Congress approved the bill last week and at around 7 a.m., in the Oval Office, Bush took to signing a bill that is filled with many provisions he opposes.

Congressional proponents of the bill deem this the most aggressive government intervention into the housing market, when it is needed most, since the New Deal, however, no members of Congress were invited to the signing; it would appear, due to the months of opposition to the bill and that none of the bill’s co-authors (Dodd, Shelby or Frank) were present when the President signed it, that the signing of the housing package is bittersweet for Bush.

Bush could no longer argue not signing the bill because it also aims to help Fannie Mae and Freddie Mac, the two-headed giants of the mortgage industry, as both companies own or guarantee over half of the $12 trillion worth of the nation’s mortgages. Since Treasury Secretary Paulson and Fed chairman Bernanke said two weeks ago that Fannie and Freddie needed financial backing, the two government sponsored entities (GSEs) were subsequently added to the housing bill with a high rise ceiling on what they could borrow from the government (very close to a blank check from the Fed). Therefore, Bush was pushed into an uncomfortable corner and was forced to sign a bill he mostly criticized for the last four months. (However, his Hope Now program provided only a scintilla of relief to an increasing housing declivity and foreclosure crescendo, so his arguments against the housing bill were weakening by the day anyway before he agreed to sign off on it two weeks ago.)

Housing Bill Concerns

According to the New York Times, there is much trepidation by many economists and experts as this housing legislation now becomes effective. “Some experts have said that the law was wrong-headed in its effort to retain the hybrid nature of the mortgage finance giants [Fannie and Freddie] which are private companies with publicly traded stock [. . .] an arrangement that critics say privatizes the profits and socializes the risk and any losses,” (New York Times, 7/30/08).

Also, the former comptroller general of the United States and head of the Government Accountability Office, David M. Walker, said in an interview earlier this week that Bush, “might have been unwise to sign the measure,” and that,” providing authority to the secretary of the Treasury to extend credit or to buy stock is one that will end up costing the taxpayers tens of billions of dollars [. . .] The way this is structured, it’s only a matter of how much the taxpayers are going to lose.”

SET TASKS >>
[1] Transcribe the passage of the housing bill article between "According to the" and "York Times, 7/30/08).", inclusive.
[2] Reproduce the records with "electrical outlet" replaced by "wall socket" and every other line left unchanged.
The article and the records come from unrelated sources.

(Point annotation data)
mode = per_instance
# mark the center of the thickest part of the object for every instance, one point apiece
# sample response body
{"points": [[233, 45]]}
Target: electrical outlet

RESULTS OF THE EXERCISE >>
[1]
According to the New York Times, there is much trepidation by many economists and experts as this housing legislation now becomes effective. “Some experts have said that the law was wrong-headed in its effort to retain the hybrid nature of the mortgage finance giants [Fannie and Freddie] which are private companies with publicly traded stock [. . .] an arrangement that critics say privatizes the profits and socializes the risk and any losses,” (New York Times, 7/30/08).

[2]
mode = per_instance
# mark the center of the thickest part of the object for every instance, one point apiece
# sample response body
{"points": [[233, 45]]}
Target: wall socket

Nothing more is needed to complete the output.